*Data entries:*
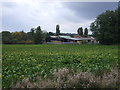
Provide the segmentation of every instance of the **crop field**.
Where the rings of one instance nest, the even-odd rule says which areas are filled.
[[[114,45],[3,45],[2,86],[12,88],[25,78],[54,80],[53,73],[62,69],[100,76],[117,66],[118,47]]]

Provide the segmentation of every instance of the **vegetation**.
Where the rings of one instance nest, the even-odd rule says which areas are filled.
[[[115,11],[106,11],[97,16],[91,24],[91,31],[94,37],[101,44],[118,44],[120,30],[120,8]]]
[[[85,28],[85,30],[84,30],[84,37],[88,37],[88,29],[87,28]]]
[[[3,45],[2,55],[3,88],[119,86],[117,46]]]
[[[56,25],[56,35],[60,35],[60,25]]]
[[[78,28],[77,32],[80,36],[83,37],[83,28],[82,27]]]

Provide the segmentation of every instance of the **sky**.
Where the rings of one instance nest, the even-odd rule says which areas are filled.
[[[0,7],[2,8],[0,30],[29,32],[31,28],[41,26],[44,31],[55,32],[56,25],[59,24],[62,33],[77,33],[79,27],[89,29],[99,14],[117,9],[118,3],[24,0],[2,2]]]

==

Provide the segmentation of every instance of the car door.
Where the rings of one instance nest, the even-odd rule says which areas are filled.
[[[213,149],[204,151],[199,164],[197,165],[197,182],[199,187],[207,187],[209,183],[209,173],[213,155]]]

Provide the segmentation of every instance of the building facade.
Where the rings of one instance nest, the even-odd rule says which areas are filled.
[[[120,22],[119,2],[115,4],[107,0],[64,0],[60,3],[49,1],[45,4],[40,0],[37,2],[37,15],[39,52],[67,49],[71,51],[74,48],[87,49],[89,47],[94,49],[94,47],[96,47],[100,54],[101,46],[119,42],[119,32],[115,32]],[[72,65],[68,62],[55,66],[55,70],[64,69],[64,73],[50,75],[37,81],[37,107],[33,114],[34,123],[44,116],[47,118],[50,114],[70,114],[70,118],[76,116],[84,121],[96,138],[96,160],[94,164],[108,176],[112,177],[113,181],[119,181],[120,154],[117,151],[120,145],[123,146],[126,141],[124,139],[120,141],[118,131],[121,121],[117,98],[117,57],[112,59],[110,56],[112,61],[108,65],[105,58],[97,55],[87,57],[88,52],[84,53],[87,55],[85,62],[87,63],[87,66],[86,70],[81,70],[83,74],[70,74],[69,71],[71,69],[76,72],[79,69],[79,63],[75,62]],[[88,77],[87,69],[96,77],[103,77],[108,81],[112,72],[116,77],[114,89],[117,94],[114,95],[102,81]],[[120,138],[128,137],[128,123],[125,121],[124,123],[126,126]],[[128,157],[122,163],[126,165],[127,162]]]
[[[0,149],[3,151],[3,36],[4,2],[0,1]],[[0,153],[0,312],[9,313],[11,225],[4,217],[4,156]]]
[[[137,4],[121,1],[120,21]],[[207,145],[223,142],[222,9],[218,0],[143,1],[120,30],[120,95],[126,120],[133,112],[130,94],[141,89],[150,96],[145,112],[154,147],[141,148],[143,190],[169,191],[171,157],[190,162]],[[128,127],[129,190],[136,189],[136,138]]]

*What the exercise asks:* Count the lines of the material above that contain the word "segmentation". Give only the number.

*Written reply:* 5